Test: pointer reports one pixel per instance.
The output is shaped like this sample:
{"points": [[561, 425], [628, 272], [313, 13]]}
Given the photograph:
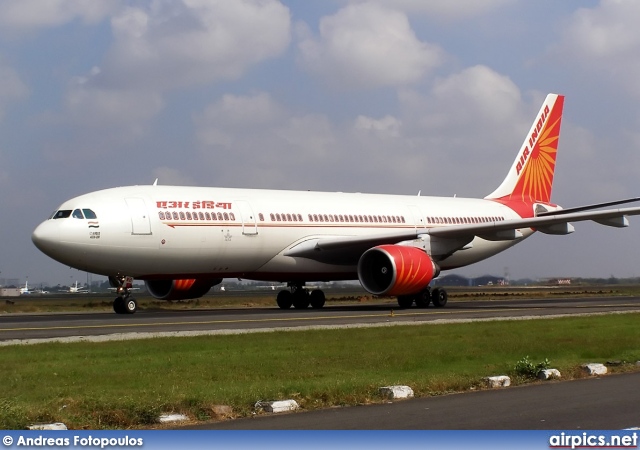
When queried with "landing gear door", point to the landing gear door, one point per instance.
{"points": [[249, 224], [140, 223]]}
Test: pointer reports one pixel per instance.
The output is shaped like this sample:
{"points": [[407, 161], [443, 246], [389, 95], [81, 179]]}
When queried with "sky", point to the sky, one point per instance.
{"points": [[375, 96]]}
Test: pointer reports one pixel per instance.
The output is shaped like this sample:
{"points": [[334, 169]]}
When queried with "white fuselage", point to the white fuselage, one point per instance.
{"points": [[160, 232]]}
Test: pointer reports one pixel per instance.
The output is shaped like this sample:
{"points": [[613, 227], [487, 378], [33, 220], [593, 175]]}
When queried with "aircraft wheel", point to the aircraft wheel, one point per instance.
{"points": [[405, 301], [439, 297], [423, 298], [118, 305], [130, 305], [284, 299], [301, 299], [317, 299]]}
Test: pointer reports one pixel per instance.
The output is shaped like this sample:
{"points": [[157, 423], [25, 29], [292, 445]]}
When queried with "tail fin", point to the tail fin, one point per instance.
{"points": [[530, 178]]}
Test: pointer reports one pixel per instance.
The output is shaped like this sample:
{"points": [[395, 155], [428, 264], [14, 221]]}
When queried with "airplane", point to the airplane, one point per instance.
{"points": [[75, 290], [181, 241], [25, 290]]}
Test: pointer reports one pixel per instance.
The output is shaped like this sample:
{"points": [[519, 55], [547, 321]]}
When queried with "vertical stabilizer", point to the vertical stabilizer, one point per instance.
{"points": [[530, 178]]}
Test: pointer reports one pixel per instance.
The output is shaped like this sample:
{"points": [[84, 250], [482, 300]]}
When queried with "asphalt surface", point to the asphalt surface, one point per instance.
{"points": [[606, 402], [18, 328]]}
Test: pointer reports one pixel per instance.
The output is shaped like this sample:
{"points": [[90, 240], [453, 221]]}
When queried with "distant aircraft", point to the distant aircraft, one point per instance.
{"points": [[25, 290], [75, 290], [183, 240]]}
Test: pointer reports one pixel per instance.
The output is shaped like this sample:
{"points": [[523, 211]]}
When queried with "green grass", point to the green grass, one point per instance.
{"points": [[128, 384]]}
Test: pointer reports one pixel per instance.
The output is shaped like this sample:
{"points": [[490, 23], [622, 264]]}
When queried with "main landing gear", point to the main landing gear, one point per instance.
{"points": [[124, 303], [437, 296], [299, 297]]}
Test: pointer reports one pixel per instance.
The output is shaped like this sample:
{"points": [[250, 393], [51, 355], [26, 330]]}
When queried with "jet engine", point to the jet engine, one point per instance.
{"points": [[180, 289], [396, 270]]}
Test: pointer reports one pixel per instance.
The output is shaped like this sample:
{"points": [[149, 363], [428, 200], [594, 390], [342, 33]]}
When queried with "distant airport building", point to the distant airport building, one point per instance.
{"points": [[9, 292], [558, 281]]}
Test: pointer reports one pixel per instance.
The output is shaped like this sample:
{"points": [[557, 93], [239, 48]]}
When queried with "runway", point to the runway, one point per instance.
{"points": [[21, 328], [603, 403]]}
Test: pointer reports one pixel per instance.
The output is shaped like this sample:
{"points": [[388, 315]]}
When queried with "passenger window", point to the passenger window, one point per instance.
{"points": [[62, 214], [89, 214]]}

Required work: From the data above, write out everything exactly except the pictures.

Result:
Test: pointer reports one pixel per instance.
The output is shaped like this sample:
{"points": [[561, 425], [628, 272], [313, 13]]}
Given the photograph:
When queried with "landing gear door", point to the landing gear door, one point per instance.
{"points": [[249, 224], [140, 223]]}
Test: pointer reports one pixel per instance.
The output is shaped like this sample:
{"points": [[407, 161], [443, 246], [389, 95], [81, 179]]}
When queried with "sky", point to the sky, one point per instance.
{"points": [[375, 96]]}
Test: pointer reports one pixel per instance.
The output is shaped like this sample:
{"points": [[334, 169]]}
When queried with "white fuselage", point to the white fuselage, one point per instance.
{"points": [[160, 232]]}
Test: pointer reports one pixel per instance.
The output is shaped like this sample:
{"points": [[613, 227], [487, 378], [33, 220], [593, 175]]}
When queried with "aircraft wheel", point to the aircraft wheel, one point per instance.
{"points": [[405, 301], [439, 297], [423, 298], [118, 305], [130, 305], [284, 299], [301, 299], [317, 299]]}
Test: pointer reports one pixel per instance.
The output is shaped like this sample:
{"points": [[157, 423], [25, 29], [292, 445]]}
When queried with "tail fin", point to the tail fin, one point per instance.
{"points": [[530, 178]]}
Test: pointer reports one pixel per instance.
The output is shaped like this sample:
{"points": [[395, 155], [428, 264], [14, 221]]}
When queried with "airplane", point to the airplane, one point per instance.
{"points": [[75, 290], [181, 241], [25, 290]]}
Test: pointer reports one pixel per instance.
The output is shaped like this sample:
{"points": [[519, 55], [547, 321]]}
When queried with "vertical stabilizer", point to the vertical stabilizer, one point per instance.
{"points": [[530, 178]]}
Test: pointer reports one pixel per instance.
The output is shaped like this sample:
{"points": [[84, 250], [482, 300]]}
When queried with "asphalt surface", point to the asphalt surface, one point per instance.
{"points": [[606, 402], [18, 328]]}
Test: pointer reports one pixel per instance.
The output is shaped like this sample:
{"points": [[90, 240], [453, 221]]}
When queried with "distant aircraft", point to the distant aircraft, one point per instance.
{"points": [[25, 290], [75, 290], [183, 240]]}
Test: pointer reports one pixel per instance.
The output is shaped like this sample:
{"points": [[523, 211]]}
When queried with "green grass", point to the green grass, one point per instance.
{"points": [[128, 384]]}
Test: pointer reports one pixel per instance.
The output is shaped like this sample:
{"points": [[490, 23], [622, 264]]}
When queried with "main landing gear", point to the main landing gear, one point per instance.
{"points": [[124, 303], [437, 296], [299, 297]]}
Test: pointer reports one pixel per instance.
The output is shaped like this sample:
{"points": [[250, 393], [51, 355], [26, 330]]}
When queried with "jet engine", point to the jet engine, one point per instance.
{"points": [[180, 289], [396, 270]]}
Test: pointer reports one pixel per instance.
The output is shaped like this sample:
{"points": [[149, 363], [428, 200], [594, 390], [342, 33]]}
When queried with "distant airport building", point to the distant airport building, one point per instance.
{"points": [[9, 292], [558, 281]]}
Test: pointer reports one pixel per instance.
The output is shaped like this sample:
{"points": [[557, 93], [239, 48]]}
When queried with "runway", point to the runway, one point per instance.
{"points": [[21, 328], [603, 403]]}
Test: pointer reports one pixel per instance.
The output is shaped like this sample:
{"points": [[388, 315]]}
When queried with "passenger window", point to the passenger window, one point per instance.
{"points": [[62, 214], [89, 214]]}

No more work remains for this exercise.